Source material
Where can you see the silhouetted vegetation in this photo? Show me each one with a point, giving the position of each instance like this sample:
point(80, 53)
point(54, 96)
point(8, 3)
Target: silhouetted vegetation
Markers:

Task prompt
Lay out every line of the rows above as a numbered list, skipping any blank lines.

The response
1. Where can you see the silhouetted vegetation in this photo? Show me each one with a point, giving the position of each instance like this sample:
2. point(80, 53)
3. point(54, 96)
4. point(8, 3)
5. Target: silhouetted vegetation
6. Markers:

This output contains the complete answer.